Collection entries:
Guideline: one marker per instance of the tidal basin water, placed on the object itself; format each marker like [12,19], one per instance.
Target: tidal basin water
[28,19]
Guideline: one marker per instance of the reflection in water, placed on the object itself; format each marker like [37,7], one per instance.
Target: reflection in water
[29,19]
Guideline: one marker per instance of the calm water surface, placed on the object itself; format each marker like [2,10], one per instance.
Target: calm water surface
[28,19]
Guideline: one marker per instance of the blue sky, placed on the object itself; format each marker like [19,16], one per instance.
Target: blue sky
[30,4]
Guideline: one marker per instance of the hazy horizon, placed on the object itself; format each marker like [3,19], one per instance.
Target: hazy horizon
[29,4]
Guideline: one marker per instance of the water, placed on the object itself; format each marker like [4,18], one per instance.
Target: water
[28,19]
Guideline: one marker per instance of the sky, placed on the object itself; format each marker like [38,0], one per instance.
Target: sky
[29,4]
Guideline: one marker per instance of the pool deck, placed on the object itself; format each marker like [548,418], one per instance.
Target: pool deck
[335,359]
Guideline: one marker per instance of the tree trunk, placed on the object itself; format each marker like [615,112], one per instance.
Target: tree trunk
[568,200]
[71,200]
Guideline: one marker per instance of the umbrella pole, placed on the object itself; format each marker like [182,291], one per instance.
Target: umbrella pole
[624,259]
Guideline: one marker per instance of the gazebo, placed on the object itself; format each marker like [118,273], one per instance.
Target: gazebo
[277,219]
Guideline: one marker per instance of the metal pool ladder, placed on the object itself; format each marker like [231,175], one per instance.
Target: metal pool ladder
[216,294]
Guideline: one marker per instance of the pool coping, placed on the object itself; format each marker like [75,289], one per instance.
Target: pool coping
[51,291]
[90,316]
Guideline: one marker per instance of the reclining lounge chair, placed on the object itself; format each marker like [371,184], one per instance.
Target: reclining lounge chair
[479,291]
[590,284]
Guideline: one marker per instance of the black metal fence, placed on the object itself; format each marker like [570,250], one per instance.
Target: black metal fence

▶ **Your instructions**
From the records, copy every line that has the string "fence" in it.

▶ **Solution for this exercise**
Guideline: one marker per instance of the black metal fence, placed on the object itself; format each marker like [570,250], one per instance.
Target: black metal fence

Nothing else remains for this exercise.